**What to produce**
Convert each line of the entries below into a Markdown table with two columns, Row for the row number and Line for the line itself. Omit blank lines.

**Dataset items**
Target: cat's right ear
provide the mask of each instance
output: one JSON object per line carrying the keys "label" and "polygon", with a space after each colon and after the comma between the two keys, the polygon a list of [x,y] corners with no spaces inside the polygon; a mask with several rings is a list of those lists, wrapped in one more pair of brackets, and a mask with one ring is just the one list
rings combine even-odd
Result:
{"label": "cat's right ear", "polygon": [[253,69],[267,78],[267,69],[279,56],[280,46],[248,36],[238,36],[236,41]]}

**Answer to this task**
| Row | Line |
|---|---|
| 1 | Target: cat's right ear |
| 2 | provide the mask of each instance |
| 3 | output: one JSON object per line carrying the keys "label" and "polygon", with a space after each colon and after the comma between the two keys, the polygon a list of [x,y] corners with no spaces inside the polygon; a mask with several rings is a list of those lists, wrapped in one more pair of brackets, and a mask with one ring is just the one list |
| 4 | rings combine even-odd |
| 5 | Result: |
| 6 | {"label": "cat's right ear", "polygon": [[253,69],[267,78],[267,69],[279,56],[280,46],[248,36],[238,36],[236,41]]} |